• **What to work on**
Rescale the items below by copying every line, requests included, and multiplying each coordinate in the answers by 1.35, rounding to whole numbers with halves rounded up. Leave the requests and their sample coordinates unchanged.

• **Dataset entries**
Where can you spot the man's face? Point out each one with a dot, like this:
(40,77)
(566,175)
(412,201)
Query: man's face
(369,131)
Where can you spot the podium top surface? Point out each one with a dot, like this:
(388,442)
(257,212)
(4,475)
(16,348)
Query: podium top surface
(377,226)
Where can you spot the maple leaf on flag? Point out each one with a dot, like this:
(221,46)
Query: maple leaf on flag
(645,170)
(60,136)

• **Finished task**
Where can you spot the man's face? Point out each one with a dot, like this:
(40,77)
(566,175)
(412,201)
Query: man's face
(498,177)
Where can you spot the podium top surface? Point out each one with a dot, like this:
(388,442)
(257,212)
(4,475)
(16,348)
Query: podium top surface
(509,305)
Where can you spot the maple leaf on flag? Point out each one with a dot, like this:
(221,46)
Query: maple leaf on flag
(871,230)
(81,184)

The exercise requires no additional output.